- Exercise objective
Print the data exactly as it is given, please.

- Input rows
========

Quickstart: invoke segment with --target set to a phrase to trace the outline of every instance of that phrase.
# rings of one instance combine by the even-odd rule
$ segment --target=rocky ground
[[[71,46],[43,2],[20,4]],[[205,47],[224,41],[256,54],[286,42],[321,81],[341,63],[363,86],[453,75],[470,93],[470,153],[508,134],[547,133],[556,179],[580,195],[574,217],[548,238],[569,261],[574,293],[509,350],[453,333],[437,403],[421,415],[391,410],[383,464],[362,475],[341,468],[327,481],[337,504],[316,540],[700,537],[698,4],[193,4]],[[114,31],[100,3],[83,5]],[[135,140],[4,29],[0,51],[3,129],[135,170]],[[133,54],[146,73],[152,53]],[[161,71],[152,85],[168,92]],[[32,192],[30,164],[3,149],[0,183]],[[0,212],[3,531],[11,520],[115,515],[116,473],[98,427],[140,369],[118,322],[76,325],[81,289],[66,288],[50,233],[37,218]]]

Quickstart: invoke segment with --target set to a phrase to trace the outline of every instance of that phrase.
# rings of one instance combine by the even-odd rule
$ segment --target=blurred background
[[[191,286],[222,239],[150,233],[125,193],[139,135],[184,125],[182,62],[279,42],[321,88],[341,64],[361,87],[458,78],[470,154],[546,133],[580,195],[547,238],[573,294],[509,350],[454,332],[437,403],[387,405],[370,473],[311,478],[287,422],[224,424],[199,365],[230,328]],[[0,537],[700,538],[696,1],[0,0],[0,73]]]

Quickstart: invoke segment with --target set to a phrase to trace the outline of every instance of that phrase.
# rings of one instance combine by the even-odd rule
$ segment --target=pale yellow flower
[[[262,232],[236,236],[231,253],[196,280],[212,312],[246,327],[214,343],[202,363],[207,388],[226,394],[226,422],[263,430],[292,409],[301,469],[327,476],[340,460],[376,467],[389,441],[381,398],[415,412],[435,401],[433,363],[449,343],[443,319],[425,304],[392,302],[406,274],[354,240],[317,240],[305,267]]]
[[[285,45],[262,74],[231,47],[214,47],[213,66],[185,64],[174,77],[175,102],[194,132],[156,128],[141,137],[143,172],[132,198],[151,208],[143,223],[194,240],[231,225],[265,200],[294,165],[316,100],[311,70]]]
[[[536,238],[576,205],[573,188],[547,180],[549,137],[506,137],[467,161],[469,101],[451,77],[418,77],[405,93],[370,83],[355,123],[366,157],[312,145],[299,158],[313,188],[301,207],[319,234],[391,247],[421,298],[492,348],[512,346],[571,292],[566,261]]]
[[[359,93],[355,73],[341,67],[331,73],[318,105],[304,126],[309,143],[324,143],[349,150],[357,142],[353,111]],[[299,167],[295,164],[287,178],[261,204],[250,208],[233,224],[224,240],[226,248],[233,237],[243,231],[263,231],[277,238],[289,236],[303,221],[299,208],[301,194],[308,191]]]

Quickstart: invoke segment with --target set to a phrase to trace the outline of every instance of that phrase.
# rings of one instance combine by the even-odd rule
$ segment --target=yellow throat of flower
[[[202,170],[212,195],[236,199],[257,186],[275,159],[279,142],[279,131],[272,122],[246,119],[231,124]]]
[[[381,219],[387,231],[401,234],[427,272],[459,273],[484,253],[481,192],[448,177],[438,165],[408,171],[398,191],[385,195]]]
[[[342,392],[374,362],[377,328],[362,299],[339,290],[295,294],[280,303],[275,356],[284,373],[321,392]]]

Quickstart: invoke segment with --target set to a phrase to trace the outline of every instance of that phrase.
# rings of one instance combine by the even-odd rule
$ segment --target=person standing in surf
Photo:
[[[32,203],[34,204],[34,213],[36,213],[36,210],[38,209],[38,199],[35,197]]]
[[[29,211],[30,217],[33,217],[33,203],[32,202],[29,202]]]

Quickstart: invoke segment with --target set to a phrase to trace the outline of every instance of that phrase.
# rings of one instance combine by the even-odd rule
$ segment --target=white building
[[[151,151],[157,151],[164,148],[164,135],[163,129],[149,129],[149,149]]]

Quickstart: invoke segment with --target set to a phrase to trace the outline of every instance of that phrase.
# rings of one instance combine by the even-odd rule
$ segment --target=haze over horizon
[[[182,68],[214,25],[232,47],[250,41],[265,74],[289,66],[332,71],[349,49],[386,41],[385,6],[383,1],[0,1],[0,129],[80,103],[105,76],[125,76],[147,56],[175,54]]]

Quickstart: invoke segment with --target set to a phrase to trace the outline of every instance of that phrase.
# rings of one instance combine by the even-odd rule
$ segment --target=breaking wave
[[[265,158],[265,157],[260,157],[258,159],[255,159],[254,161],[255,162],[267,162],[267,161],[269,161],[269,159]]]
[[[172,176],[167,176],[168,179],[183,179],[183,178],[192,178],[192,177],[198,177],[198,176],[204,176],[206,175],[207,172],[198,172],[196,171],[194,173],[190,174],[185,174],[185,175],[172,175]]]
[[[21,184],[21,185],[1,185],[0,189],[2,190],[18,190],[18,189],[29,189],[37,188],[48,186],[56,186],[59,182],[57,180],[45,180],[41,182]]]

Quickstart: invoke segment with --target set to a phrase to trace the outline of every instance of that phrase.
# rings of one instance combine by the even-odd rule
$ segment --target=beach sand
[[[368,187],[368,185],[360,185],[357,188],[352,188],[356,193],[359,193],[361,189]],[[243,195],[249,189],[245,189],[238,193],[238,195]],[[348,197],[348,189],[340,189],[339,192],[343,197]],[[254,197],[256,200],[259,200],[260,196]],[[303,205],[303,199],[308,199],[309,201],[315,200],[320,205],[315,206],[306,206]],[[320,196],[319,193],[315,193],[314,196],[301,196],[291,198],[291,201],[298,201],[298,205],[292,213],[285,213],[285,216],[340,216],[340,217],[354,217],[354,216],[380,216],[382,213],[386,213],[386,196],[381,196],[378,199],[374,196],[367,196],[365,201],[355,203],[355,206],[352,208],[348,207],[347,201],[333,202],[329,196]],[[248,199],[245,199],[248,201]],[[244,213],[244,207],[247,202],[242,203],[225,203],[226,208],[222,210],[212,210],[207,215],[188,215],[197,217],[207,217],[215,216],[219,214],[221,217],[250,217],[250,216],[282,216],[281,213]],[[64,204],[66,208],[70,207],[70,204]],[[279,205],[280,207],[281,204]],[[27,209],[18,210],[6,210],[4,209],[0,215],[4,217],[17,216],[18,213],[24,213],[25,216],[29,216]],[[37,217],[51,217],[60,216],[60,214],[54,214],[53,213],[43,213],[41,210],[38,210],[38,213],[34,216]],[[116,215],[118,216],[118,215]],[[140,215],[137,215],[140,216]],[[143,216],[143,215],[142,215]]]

========

- Reply to the exercise
Quickstart: invoke segment with --target set to a phrase to trace the outline of every instance of that phrase.
# rings of one instance combine by the even-odd rule
$ segment --target=rocky ground
[[[71,46],[43,2],[20,4]],[[205,47],[224,41],[256,54],[286,42],[321,81],[341,63],[363,86],[453,75],[470,93],[470,153],[508,134],[547,133],[556,179],[580,195],[574,217],[548,238],[569,261],[574,293],[509,350],[453,333],[437,403],[421,415],[391,410],[383,464],[362,475],[341,468],[327,481],[337,504],[316,540],[700,537],[698,4],[193,4]],[[114,31],[100,3],[83,5]],[[135,140],[4,29],[0,51],[3,129],[135,170]],[[133,54],[146,73],[152,53]],[[161,71],[152,85],[168,92]],[[32,192],[30,164],[3,149],[0,183]],[[0,212],[3,531],[11,520],[115,515],[116,473],[98,427],[140,369],[118,322],[76,325],[81,289],[66,288],[50,233],[37,218]]]

Quickstart: invoke segment with --target set to a phrase to trace the outline of every instance of that phrase.
# rings of one instance combine by the even-odd rule
$ segment --target=blurred background
[[[191,286],[222,239],[150,233],[125,193],[139,135],[184,125],[182,62],[279,42],[321,88],[341,64],[361,87],[458,78],[470,154],[546,133],[580,195],[547,238],[573,294],[509,350],[454,332],[437,403],[387,405],[370,473],[311,478],[287,422],[224,424],[199,365],[230,328]],[[0,537],[700,538],[696,1],[0,0],[0,73]]]

Quickstart: invoke segment with --target set to a phrase to trace the outline of every instance of that phrase.
# rings of one instance combine by the even-odd rule
$ segment --target=pale yellow flower
[[[262,232],[236,236],[231,253],[196,280],[212,312],[246,327],[214,343],[202,363],[207,388],[226,394],[226,422],[263,430],[292,409],[301,469],[327,476],[340,460],[376,467],[389,441],[381,398],[415,412],[435,401],[433,363],[449,343],[443,319],[425,304],[392,302],[406,274],[354,240],[317,240],[305,267]]]
[[[285,45],[262,74],[231,47],[214,47],[213,66],[185,64],[174,77],[175,102],[194,132],[156,128],[141,137],[143,172],[132,198],[151,208],[143,223],[194,240],[231,225],[265,200],[294,165],[316,100],[311,70]]]
[[[536,238],[576,205],[573,188],[547,180],[549,137],[506,137],[467,161],[469,101],[451,77],[418,77],[405,93],[370,83],[355,123],[366,157],[312,145],[299,158],[313,188],[301,207],[319,234],[391,247],[421,298],[492,348],[512,346],[571,292],[566,261]]]
[[[359,93],[355,73],[341,67],[331,73],[318,105],[304,126],[309,143],[324,143],[349,150],[357,142],[353,111]],[[299,167],[295,164],[287,178],[261,204],[250,208],[233,224],[224,240],[226,248],[233,237],[243,231],[263,231],[277,238],[289,236],[303,221],[299,208],[301,194],[308,191]]]

Quickstart: invoke segment with --target set to a phrase to trace the outline of every instance of that phrase.
# rings of one instance combine by the even-odd rule
$ segment --target=yellow throat of flower
[[[202,170],[212,195],[236,199],[257,186],[275,159],[279,142],[279,131],[272,122],[246,119],[231,124]]]
[[[381,219],[387,231],[401,234],[427,272],[459,273],[484,253],[481,192],[448,177],[438,165],[408,171],[398,191],[385,195]]]
[[[342,392],[374,362],[377,328],[362,299],[339,290],[295,294],[280,303],[275,356],[284,373],[321,392]]]

Quickstart: invoke segment with --target set to a phrase to trace the outline of every instance of that phrase.
# rings of one instance combine by the even-odd rule
$ segment --target=person standing in surf
Photo:
[[[32,203],[34,204],[34,213],[36,213],[36,210],[38,209],[38,199],[35,197]]]
[[[29,211],[30,217],[33,217],[33,203],[32,202],[29,202]]]

Quickstart: invoke segment with --target set to a phrase to trace the outline of every instance of that phrase.
# rings of one instance combine by the even-odd rule
$ segment --target=white building
[[[151,151],[157,151],[164,148],[164,135],[163,129],[149,129],[149,149]]]

Quickstart: invoke segment with --target set to a phrase to trace the outline of every instance of that phrase.
# rings of one instance combine by the even-odd rule
$ segment --target=haze over horizon
[[[182,68],[214,25],[232,47],[250,41],[265,74],[289,66],[332,71],[349,49],[386,41],[385,6],[383,1],[0,1],[0,129],[80,103],[105,76],[125,76],[147,56],[175,54]]]

Quickstart: invoke segment with --target set to a phrase to trace the outline of every instance of that phrase.
# rings of one instance combine by the even-odd rule
$ segment --target=breaking wave
[[[265,158],[265,157],[260,157],[258,159],[255,159],[254,161],[255,162],[267,162],[267,161],[269,161],[269,159]]]
[[[172,176],[167,176],[168,179],[183,179],[183,178],[192,178],[192,177],[198,177],[198,176],[204,176],[206,175],[207,172],[198,172],[196,171],[194,173],[190,174],[185,174],[185,175],[172,175]]]
[[[21,184],[21,185],[1,185],[0,189],[2,190],[18,190],[18,189],[29,189],[37,188],[48,186],[56,186],[59,182],[57,180],[45,180],[41,182]]]

Quickstart: invoke segment with --target set to a phrase to trace the outline of every instance of that phrase.
# rings of one instance combine by the even-odd rule
$ segment --target=beach sand
[[[368,187],[368,185],[360,185],[357,188],[352,188],[356,193],[359,193],[361,189]],[[243,195],[249,189],[245,189],[238,193],[238,195]],[[348,197],[348,189],[340,189],[339,192],[343,197]],[[254,197],[256,200],[259,200],[260,196]],[[303,205],[303,199],[308,199],[309,201],[315,200],[320,205],[315,206],[306,206]],[[320,196],[319,193],[315,193],[314,196],[301,196],[291,198],[291,201],[298,201],[298,205],[292,213],[285,213],[285,216],[340,216],[340,217],[354,217],[354,216],[380,216],[382,213],[386,213],[386,196],[381,196],[378,199],[374,196],[367,196],[365,201],[355,203],[355,206],[352,208],[348,207],[347,201],[333,202],[329,196]],[[248,199],[245,199],[248,201]],[[244,213],[244,207],[247,202],[242,203],[225,203],[226,208],[222,210],[212,210],[207,215],[188,215],[197,217],[207,217],[215,216],[219,214],[221,217],[250,217],[250,216],[282,216],[281,213]],[[64,204],[66,208],[70,207],[70,204]],[[279,205],[280,207],[281,204]],[[27,209],[18,210],[6,210],[4,209],[0,215],[4,217],[17,216],[18,213],[24,213],[25,216],[29,216]],[[37,217],[51,217],[60,216],[60,214],[54,214],[53,213],[43,213],[41,210],[38,210],[38,213],[34,216]],[[116,215],[118,216],[118,215]],[[140,215],[137,215],[140,216]],[[143,216],[143,215],[142,215]]]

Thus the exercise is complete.